(Stored data entries)
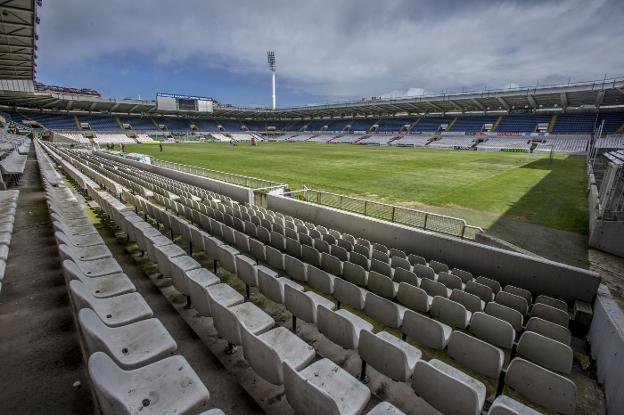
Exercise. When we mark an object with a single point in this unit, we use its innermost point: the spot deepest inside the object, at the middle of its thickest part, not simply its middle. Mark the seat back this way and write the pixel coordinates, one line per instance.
(262, 357)
(444, 390)
(542, 386)
(493, 330)
(475, 354)
(385, 357)
(304, 396)
(336, 328)
(546, 352)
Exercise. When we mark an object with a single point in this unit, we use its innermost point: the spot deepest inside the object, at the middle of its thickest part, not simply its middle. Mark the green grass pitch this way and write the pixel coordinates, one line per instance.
(470, 184)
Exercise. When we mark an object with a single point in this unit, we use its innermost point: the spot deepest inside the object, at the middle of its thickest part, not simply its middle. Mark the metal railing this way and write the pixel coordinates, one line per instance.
(405, 216)
(246, 181)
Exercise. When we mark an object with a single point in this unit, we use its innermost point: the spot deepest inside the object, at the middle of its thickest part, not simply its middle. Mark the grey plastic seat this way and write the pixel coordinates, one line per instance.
(303, 305)
(484, 292)
(385, 311)
(320, 280)
(321, 388)
(198, 282)
(227, 257)
(546, 352)
(94, 268)
(514, 301)
(355, 274)
(228, 320)
(266, 352)
(100, 287)
(510, 315)
(493, 284)
(349, 294)
(426, 331)
(403, 275)
(447, 389)
(493, 330)
(167, 386)
(470, 301)
(131, 346)
(180, 266)
(247, 271)
(450, 312)
(385, 408)
(552, 314)
(388, 354)
(296, 269)
(113, 311)
(553, 302)
(549, 329)
(521, 292)
(87, 253)
(382, 285)
(272, 286)
(341, 327)
(414, 298)
(164, 255)
(504, 405)
(423, 271)
(542, 386)
(476, 354)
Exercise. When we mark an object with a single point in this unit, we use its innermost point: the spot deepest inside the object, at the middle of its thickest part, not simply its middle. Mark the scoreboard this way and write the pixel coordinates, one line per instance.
(184, 103)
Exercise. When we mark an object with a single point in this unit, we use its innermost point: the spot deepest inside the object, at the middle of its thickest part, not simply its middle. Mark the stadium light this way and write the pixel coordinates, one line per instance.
(271, 61)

- _WHAT IS REQUIRED_
Set down each entry again exactly as written. Pictures stay out.

- _YOUR RESPONSE_
Exercise. When we mark an object with a single point in this unit, we use its innermost point: the spot deepest inside the object, at the middle of its thickest part, not simply its middle. Mark the seat back this way and write the pixel coordinates, one line per instance.
(262, 357)
(444, 390)
(542, 386)
(493, 330)
(475, 354)
(385, 357)
(304, 396)
(336, 328)
(546, 352)
Exercise. When we mark an object with a single point in this unit, we use its innermost point: the spot deepest inside the object, at the middle of its thickest part, not simply its middle. Mark the green grass pitch this way and write the pixel coordinates, one line per instance.
(470, 184)
Exercise. When we mark an object with a single point in this unit, we use its innermost point: the spot deepest inside the object, at the middle of its thickest part, not simply its middle. Mark the metal railing this way and write the pixel coordinates, one line per instance.
(405, 216)
(246, 181)
Exercise. When we mark an object with a single point in this unit, we use its innermost point: the spot deepest inside the object, at the middle of its thickest part, not simply its middle. Mark the grey plastic seat this way and write the pixel coordinates, one line per instance.
(303, 305)
(484, 292)
(385, 311)
(320, 280)
(321, 388)
(198, 282)
(227, 257)
(546, 352)
(94, 268)
(514, 301)
(355, 274)
(228, 320)
(266, 352)
(100, 287)
(510, 315)
(493, 284)
(349, 294)
(426, 331)
(403, 275)
(447, 389)
(493, 330)
(167, 386)
(470, 301)
(131, 346)
(180, 266)
(247, 271)
(450, 312)
(385, 408)
(552, 314)
(388, 354)
(296, 269)
(113, 311)
(553, 302)
(549, 329)
(521, 292)
(87, 253)
(382, 285)
(272, 286)
(341, 327)
(414, 298)
(164, 255)
(504, 405)
(423, 271)
(542, 386)
(476, 354)
Exercise. When we mark an object with a single point in this unit, we use its innermost point: the spot deepest inside the object, at the middle of its thickest part, not simply its middle. Mark the scoreboard this way and write the pixel coordinates, one line per instance.
(184, 103)
Exercise. When we mark an object with a single point in this unit, we use its innermost point: the spot deepest inside the object, at the middle of its thickest part, not simply its middle. Mark the stadium light this way and write the pixel coordinates, one line per instance.
(271, 61)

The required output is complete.